Start of GIVEN RECORDS
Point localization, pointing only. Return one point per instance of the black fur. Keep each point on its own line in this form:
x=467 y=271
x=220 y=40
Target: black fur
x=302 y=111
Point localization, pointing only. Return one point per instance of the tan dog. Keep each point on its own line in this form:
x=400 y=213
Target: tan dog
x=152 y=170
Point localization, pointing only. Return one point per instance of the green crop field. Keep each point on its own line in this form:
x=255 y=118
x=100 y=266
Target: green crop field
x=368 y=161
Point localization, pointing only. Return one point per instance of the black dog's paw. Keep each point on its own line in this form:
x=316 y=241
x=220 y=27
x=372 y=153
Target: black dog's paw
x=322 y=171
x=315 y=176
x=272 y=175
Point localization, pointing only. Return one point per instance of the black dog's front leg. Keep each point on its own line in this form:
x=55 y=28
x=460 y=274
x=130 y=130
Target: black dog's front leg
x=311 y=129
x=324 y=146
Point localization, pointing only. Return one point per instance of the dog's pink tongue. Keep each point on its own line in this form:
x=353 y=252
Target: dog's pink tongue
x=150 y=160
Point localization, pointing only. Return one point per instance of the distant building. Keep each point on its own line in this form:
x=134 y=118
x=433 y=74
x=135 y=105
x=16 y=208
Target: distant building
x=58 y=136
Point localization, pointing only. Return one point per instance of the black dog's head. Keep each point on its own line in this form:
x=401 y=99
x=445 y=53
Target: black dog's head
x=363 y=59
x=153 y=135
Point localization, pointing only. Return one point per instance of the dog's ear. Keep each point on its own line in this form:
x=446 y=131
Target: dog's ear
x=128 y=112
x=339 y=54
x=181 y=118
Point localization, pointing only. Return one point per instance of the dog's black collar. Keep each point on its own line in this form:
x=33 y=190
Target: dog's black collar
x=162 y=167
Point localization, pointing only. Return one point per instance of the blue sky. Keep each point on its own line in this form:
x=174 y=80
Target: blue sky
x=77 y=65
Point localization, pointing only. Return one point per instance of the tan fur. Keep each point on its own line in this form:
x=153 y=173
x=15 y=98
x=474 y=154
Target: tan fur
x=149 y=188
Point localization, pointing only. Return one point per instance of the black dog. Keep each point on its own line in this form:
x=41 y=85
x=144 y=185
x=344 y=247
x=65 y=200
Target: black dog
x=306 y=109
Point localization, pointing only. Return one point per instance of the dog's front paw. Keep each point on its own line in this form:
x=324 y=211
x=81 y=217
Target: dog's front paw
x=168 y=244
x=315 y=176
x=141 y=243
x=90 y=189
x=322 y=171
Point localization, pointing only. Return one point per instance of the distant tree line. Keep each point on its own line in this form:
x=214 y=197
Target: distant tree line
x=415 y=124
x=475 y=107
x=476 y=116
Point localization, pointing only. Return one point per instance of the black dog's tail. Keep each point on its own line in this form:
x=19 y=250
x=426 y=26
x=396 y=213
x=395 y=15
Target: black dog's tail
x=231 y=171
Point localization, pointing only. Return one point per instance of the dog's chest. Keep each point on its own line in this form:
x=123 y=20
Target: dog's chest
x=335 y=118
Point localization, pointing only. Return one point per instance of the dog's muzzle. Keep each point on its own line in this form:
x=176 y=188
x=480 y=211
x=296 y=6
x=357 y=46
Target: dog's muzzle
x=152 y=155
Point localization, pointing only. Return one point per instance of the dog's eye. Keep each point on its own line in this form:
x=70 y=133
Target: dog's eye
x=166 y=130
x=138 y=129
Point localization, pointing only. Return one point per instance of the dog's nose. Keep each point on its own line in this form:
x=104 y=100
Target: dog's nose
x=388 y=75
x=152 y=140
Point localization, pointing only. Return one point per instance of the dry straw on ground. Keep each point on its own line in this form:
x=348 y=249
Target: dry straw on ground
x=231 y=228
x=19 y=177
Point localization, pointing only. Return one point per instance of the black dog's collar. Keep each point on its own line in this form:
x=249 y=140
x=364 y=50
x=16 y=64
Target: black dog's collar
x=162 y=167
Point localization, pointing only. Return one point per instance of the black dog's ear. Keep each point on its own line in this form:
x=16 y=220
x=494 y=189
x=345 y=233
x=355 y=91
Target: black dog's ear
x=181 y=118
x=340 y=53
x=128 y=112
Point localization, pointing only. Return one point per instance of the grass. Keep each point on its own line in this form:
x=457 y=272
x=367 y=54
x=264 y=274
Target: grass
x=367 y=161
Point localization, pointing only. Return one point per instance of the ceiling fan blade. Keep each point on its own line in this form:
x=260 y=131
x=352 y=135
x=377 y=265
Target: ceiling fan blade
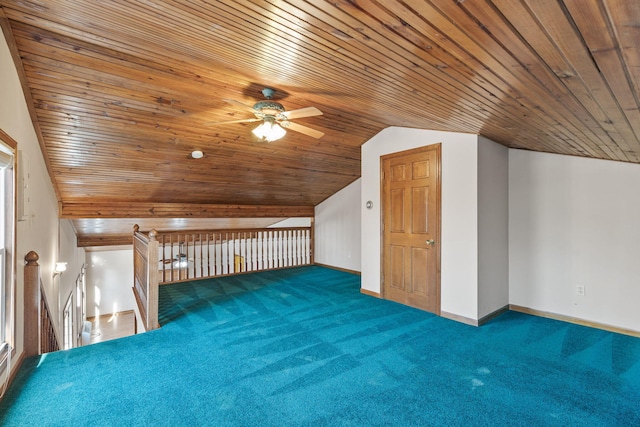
x=234 y=121
x=302 y=112
x=302 y=129
x=239 y=104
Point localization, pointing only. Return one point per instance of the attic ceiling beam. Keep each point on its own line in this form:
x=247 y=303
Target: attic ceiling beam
x=104 y=240
x=76 y=210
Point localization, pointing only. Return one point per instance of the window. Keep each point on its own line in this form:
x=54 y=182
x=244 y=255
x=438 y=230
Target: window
x=7 y=243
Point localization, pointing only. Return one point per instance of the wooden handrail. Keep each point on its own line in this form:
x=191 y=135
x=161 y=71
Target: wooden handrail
x=178 y=256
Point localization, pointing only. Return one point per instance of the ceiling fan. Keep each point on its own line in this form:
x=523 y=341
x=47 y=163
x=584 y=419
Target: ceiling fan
x=275 y=120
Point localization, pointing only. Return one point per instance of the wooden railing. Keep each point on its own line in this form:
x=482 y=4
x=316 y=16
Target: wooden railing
x=40 y=334
x=182 y=256
x=145 y=276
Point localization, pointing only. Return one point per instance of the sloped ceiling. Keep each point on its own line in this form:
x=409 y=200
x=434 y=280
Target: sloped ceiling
x=121 y=92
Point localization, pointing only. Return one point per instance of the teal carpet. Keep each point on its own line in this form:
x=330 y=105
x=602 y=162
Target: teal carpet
x=303 y=347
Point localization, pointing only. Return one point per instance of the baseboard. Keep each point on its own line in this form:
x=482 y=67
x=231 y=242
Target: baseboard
x=492 y=315
x=458 y=318
x=370 y=293
x=574 y=320
x=110 y=315
x=346 y=270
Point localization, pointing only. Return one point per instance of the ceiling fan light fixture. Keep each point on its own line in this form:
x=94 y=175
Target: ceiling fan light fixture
x=269 y=130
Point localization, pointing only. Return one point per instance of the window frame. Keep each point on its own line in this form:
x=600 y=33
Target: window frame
x=9 y=267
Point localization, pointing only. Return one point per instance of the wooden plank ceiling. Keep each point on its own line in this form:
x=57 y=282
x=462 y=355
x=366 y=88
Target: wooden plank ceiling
x=121 y=92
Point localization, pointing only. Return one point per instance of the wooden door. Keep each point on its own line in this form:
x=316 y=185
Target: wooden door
x=411 y=227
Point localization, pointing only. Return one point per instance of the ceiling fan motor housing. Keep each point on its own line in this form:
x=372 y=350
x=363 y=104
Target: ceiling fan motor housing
x=268 y=108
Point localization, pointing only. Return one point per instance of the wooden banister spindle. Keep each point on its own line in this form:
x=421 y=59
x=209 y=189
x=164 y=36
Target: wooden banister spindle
x=31 y=304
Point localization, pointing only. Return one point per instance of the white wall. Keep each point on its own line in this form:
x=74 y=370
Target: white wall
x=493 y=220
x=39 y=231
x=337 y=229
x=459 y=260
x=574 y=222
x=109 y=282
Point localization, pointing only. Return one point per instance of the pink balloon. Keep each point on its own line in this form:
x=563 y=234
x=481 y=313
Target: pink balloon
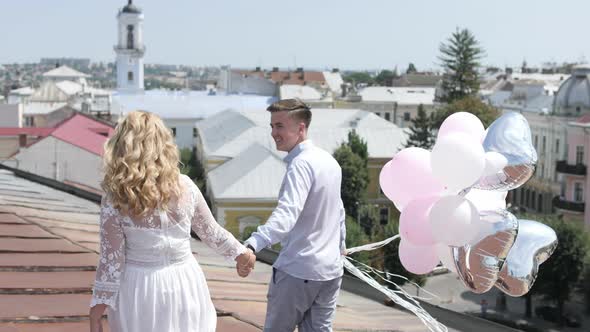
x=417 y=259
x=413 y=221
x=463 y=122
x=408 y=176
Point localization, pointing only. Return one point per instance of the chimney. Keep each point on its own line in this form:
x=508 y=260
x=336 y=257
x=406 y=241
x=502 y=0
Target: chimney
x=22 y=140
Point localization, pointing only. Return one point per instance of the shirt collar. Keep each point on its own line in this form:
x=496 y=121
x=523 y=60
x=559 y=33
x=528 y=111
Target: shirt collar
x=297 y=150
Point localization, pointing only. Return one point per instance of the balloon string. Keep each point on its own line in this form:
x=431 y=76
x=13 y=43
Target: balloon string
x=398 y=294
x=371 y=246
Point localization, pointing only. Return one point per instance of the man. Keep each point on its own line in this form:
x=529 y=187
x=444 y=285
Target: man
x=309 y=223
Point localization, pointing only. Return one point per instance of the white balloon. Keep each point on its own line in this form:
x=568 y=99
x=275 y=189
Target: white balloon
x=457 y=160
x=486 y=200
x=453 y=220
x=495 y=162
x=444 y=253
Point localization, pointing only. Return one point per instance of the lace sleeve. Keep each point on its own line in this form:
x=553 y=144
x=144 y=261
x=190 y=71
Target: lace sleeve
x=210 y=232
x=112 y=257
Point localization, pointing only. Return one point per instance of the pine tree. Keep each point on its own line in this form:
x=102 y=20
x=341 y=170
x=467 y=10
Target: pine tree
x=421 y=131
x=460 y=59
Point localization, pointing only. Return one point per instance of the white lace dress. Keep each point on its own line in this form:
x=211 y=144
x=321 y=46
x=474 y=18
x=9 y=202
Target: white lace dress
x=147 y=273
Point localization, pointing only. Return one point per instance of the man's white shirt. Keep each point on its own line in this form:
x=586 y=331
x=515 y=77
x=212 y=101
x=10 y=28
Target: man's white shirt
x=309 y=217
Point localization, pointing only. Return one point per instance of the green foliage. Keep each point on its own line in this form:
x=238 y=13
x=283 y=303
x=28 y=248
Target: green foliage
x=355 y=178
x=358 y=146
x=460 y=59
x=355 y=236
x=385 y=77
x=359 y=77
x=421 y=131
x=486 y=113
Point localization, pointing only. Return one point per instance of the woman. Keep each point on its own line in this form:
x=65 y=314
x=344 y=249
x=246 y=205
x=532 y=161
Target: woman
x=147 y=275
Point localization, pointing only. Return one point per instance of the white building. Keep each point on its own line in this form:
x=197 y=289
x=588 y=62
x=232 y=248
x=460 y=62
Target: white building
x=70 y=153
x=130 y=49
x=244 y=170
x=549 y=103
x=180 y=110
x=395 y=104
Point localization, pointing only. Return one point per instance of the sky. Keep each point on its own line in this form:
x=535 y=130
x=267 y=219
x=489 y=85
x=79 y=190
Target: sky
x=318 y=34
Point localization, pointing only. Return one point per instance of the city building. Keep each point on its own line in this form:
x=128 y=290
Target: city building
x=244 y=170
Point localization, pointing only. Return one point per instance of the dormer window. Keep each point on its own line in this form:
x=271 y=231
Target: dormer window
x=130 y=37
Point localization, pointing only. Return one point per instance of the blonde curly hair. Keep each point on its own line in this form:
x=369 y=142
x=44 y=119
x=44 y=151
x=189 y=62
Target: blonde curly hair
x=141 y=165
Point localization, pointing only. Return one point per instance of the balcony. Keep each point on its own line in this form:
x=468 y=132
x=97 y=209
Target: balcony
x=561 y=203
x=564 y=167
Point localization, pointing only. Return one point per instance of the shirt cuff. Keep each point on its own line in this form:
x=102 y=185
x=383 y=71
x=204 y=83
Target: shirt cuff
x=256 y=243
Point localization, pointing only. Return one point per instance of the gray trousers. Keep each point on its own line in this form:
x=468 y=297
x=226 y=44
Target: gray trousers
End of GIVEN RECORDS
== EXERCISE TASK ==
Arrange the lines starting at the one containing "the dog's front" and ending at the one containing "x=335 y=118", both included, as a JSON list of strings with one string per line and blank lines dropped.

== CORRECT ANSWER ==
[
  "Point localization, pointing only. Return one point per instance of the dog's front paw. Keep each point on its own line in this form:",
  "x=324 y=211",
  "x=81 y=217",
  "Target: dog's front paw",
  "x=168 y=244",
  "x=315 y=176",
  "x=141 y=243",
  "x=90 y=189",
  "x=322 y=171",
  "Point localization, pointing only. Return one point per instance of the distant tree line. Keep each point on its own line in this form:",
  "x=214 y=197",
  "Target: distant tree line",
  "x=415 y=124",
  "x=475 y=107",
  "x=476 y=116",
  "Point localization, pointing only. Return one point per instance of the black dog's tail. Keep each point on its own line in this form:",
  "x=19 y=250",
  "x=426 y=26",
  "x=396 y=213",
  "x=395 y=15",
  "Target: black dog's tail",
  "x=231 y=171",
  "Point localization, pointing only. Return one point per instance of the dog's chest. Keep each point on its own line in this form:",
  "x=123 y=20",
  "Target: dog's chest",
  "x=335 y=118"
]